---------- 제공된 행 ----------

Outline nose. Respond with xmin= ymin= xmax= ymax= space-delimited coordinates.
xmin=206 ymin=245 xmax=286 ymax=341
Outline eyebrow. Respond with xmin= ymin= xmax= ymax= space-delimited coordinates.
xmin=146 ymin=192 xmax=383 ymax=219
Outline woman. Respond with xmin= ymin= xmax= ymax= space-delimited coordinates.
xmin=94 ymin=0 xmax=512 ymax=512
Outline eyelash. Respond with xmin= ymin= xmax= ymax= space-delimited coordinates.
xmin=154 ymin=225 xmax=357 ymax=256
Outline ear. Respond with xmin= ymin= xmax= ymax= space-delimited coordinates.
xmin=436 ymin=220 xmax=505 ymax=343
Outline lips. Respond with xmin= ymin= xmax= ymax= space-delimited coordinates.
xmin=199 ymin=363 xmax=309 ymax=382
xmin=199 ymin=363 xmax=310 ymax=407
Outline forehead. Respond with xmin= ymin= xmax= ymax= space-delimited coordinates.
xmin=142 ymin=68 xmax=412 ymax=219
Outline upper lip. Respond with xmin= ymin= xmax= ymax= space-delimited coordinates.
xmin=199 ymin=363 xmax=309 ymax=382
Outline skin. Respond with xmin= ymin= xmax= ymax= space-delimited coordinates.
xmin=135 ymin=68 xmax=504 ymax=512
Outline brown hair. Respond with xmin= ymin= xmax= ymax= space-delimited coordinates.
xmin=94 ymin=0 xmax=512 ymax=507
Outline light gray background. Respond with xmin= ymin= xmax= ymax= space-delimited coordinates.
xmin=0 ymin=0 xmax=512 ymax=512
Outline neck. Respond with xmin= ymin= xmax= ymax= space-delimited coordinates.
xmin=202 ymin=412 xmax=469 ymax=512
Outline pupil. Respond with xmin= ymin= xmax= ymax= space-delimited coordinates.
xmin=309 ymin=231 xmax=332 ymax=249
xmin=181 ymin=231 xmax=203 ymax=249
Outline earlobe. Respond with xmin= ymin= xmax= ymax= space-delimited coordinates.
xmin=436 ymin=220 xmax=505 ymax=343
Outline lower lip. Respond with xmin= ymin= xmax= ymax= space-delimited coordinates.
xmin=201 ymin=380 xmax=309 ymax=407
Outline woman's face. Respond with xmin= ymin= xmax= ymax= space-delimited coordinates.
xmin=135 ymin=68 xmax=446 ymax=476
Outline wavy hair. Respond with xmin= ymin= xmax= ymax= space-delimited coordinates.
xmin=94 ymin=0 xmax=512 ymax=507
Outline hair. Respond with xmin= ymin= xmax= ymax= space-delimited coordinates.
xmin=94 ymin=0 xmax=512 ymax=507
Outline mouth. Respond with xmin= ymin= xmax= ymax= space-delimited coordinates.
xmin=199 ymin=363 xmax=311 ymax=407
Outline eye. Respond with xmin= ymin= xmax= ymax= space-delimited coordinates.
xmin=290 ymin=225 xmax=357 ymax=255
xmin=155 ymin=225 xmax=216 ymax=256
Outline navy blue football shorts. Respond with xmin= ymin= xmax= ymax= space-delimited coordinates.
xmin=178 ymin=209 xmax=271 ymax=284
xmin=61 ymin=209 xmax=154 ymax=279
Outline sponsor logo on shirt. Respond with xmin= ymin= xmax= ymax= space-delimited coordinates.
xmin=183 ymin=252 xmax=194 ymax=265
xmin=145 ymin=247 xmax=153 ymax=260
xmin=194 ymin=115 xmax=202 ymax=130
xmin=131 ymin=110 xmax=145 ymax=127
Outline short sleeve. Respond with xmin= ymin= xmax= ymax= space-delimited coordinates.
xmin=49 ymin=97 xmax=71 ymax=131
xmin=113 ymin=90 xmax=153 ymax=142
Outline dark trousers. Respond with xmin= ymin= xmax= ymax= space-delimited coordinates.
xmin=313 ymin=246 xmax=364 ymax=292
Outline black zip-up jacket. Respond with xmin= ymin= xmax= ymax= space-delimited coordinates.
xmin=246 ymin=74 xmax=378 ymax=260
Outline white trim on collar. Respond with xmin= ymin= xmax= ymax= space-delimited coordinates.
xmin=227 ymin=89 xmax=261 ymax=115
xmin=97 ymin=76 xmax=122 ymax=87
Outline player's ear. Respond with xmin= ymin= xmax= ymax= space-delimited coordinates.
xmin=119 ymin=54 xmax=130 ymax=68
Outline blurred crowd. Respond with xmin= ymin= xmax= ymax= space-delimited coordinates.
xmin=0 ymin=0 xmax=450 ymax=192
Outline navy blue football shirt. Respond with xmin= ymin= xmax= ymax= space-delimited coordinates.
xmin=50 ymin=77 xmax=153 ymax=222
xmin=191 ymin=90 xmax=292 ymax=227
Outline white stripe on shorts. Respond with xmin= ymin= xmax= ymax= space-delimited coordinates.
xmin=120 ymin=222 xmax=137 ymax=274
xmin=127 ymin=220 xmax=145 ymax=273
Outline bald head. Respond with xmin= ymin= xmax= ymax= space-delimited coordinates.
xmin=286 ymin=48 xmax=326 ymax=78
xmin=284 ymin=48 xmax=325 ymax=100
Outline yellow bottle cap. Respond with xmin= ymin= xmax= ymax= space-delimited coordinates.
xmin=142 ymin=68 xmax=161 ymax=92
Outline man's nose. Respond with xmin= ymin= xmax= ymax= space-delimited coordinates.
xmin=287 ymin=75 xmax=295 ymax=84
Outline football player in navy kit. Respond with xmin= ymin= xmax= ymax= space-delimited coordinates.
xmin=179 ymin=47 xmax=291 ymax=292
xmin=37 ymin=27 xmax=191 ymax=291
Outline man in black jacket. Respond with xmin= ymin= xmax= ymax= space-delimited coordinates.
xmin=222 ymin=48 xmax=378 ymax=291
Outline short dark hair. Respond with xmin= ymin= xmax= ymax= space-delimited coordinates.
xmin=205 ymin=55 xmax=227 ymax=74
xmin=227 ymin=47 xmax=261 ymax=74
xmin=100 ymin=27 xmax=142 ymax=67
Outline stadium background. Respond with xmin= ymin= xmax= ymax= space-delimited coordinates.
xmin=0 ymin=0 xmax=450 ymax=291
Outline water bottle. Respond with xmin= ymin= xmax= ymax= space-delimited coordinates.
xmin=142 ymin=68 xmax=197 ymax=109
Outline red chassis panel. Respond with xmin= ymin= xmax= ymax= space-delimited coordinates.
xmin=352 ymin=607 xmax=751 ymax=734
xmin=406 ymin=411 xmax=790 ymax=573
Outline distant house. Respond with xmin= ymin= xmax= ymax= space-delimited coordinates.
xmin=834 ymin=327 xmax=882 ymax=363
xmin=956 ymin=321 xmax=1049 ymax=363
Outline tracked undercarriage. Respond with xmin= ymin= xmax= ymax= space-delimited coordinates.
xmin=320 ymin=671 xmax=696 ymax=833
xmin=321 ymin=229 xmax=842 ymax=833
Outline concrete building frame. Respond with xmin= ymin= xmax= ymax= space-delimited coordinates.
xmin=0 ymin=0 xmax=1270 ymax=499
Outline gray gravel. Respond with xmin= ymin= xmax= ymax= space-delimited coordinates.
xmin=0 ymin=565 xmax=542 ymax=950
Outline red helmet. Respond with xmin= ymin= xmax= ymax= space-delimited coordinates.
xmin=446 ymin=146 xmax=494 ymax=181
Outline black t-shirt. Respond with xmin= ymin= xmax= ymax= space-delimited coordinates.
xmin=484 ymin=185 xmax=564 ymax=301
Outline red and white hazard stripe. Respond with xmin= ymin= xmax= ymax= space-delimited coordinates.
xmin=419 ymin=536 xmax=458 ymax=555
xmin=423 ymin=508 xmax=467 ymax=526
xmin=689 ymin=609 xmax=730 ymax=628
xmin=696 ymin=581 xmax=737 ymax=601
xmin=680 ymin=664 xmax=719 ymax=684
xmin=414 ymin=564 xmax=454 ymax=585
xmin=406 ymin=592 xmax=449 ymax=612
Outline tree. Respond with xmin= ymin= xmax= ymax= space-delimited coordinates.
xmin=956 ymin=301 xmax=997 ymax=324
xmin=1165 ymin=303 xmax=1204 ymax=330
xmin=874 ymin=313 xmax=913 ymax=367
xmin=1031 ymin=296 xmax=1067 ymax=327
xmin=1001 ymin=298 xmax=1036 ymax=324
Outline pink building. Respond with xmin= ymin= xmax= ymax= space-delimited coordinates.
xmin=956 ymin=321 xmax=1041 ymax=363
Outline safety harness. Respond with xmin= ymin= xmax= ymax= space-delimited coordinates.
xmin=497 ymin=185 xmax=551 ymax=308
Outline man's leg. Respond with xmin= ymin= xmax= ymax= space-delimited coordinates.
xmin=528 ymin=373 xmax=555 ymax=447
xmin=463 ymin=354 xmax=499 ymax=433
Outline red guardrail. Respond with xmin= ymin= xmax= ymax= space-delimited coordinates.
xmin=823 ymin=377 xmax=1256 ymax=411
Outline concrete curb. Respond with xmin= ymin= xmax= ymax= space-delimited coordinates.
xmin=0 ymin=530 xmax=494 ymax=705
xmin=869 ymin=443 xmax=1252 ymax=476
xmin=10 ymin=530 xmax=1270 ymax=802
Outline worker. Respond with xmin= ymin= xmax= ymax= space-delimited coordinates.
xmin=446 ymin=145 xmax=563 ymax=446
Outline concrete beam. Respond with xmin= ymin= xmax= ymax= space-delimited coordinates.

----------

"Outline woman's face."라는 내용이 있는 줄부터 "xmin=155 ymin=225 xmax=216 ymax=256"라는 내용이 있는 줄까지, 양 끝 줄을 포함해 해당 줄만 다시 써 주세요. 이때 "wavy" 부분만 "curly" 표현으로 치환하고 나머지는 그대로 두세요.

전체 결과
Outline woman's face. Respond with xmin= ymin= xmax= ymax= space-delimited coordinates.
xmin=135 ymin=68 xmax=446 ymax=476
Outline curly hair. Respond with xmin= ymin= xmax= ymax= space-delimited coordinates.
xmin=94 ymin=0 xmax=512 ymax=507
Outline hair. Respond with xmin= ymin= xmax= ymax= space-delimited coordinates.
xmin=94 ymin=0 xmax=512 ymax=507
Outline mouth. Respond with xmin= ymin= xmax= ymax= space-delimited coordinates.
xmin=199 ymin=363 xmax=311 ymax=407
Outline eye. Respond with xmin= ymin= xmax= ymax= space-delimited coordinates.
xmin=290 ymin=225 xmax=357 ymax=255
xmin=155 ymin=225 xmax=216 ymax=256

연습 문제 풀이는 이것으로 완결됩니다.